Items from a pointing dataset:
+++++

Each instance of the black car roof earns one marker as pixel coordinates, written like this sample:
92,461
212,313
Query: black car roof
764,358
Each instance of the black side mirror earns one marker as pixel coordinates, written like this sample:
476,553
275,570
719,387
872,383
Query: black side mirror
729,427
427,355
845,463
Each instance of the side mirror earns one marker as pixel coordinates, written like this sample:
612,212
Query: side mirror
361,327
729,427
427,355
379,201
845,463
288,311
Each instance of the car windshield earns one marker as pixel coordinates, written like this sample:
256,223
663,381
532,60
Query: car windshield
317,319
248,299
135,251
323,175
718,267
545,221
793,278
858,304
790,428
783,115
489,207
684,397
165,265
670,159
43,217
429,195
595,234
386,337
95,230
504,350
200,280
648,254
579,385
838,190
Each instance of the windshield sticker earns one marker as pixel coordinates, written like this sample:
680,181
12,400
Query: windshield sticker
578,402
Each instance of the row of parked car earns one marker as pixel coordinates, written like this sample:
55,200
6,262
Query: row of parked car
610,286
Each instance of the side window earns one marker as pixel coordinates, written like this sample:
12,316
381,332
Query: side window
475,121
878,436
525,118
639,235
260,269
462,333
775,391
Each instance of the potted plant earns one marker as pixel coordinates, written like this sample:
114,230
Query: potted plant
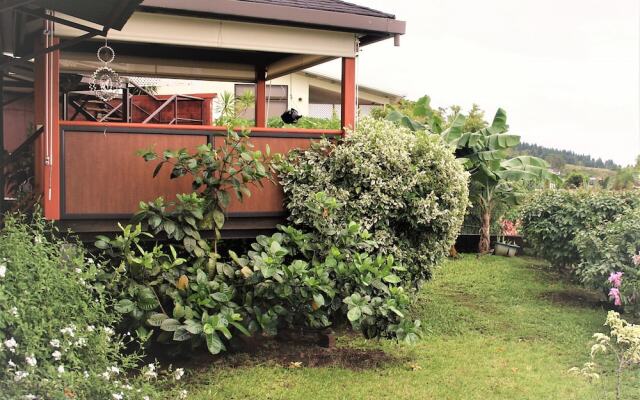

+++++

● Problem:
Copy every line of the items above word for word, leaving out the pictures.

● Completed task:
Each instance of the black car roof earns one marker as pixel coordinates, written like this sample:
92,461
212,313
Query: black car roof
764,358
Each instance of the black side mirror earns one marker as pixel coordinates, written like this sample:
476,553
275,570
719,387
872,383
Query: black side mirror
729,427
427,355
845,463
Each instance of the side mirror earns one marker as pixel coordinates, written like this sample:
612,212
Query: side mirror
361,327
729,427
427,355
379,201
845,463
288,311
Each instance of the car windshield earns one marker as pixel coordinates, written like this sample:
256,223
663,381
532,60
Query: car windshield
317,319
248,299
135,251
323,175
718,267
545,221
793,278
858,304
790,428
783,115
489,207
684,397
165,265
670,159
43,217
429,195
595,234
386,337
95,230
504,350
200,280
648,254
579,385
838,190
Each instance of the windshield sticker earns one marker as pixel coordinates, written like this sample:
680,181
12,400
Query: windshield sticker
578,402
Each instance of the row of parked car earns one marker as pixel coordinates, written like this sample:
55,200
6,262
Query: row of parked car
610,286
Each instance of the side window earns one marker as pixel coordinates, written like this sample:
12,316
381,332
Query: side window
475,121
878,436
525,118
639,235
260,269
462,333
775,391
Each instance of the potted plant earns one marker as pixel coordinates, written like this sample:
114,230
Query: potted plant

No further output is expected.